▸ **GIVEN PROBLEM**: Turn the lines below, starting with the line containing "occurrences of smiling" and running through the last line, into a JSON list of strings with one string per line and blank lines left out.

:: DATA SUPPLIED ::

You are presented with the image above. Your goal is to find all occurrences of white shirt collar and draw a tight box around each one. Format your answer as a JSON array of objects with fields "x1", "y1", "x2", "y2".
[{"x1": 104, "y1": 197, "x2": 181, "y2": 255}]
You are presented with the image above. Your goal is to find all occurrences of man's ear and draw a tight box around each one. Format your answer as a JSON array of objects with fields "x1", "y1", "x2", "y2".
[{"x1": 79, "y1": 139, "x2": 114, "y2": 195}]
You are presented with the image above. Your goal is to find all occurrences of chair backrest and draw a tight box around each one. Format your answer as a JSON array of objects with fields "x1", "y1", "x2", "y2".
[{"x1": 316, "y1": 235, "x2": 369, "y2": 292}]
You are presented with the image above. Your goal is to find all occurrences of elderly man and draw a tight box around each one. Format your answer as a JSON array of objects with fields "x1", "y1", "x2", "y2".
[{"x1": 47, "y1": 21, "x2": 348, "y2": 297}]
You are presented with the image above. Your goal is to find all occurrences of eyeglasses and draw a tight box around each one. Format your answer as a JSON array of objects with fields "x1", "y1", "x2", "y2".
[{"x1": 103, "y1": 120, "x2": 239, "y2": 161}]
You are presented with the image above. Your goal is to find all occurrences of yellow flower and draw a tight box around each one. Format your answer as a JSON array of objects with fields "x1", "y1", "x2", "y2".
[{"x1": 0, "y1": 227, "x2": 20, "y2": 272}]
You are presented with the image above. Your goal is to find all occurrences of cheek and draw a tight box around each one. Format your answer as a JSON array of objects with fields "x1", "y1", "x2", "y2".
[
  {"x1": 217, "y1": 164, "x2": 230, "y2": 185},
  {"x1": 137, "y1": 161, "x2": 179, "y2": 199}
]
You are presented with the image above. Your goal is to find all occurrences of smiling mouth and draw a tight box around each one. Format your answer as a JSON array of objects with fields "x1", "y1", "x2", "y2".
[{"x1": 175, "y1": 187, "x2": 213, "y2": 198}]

:::

▸ **ANSWER TO THIS EXERCISE**:
[
  "You are presented with the image above. Your goal is to find all occurrences of smiling mouth and draw a tight box around each one. Format your answer as a JSON array of objects with fields \"x1\", \"y1\", \"x2\", \"y2\".",
  "[{\"x1\": 175, \"y1\": 187, \"x2\": 213, \"y2\": 198}]"
]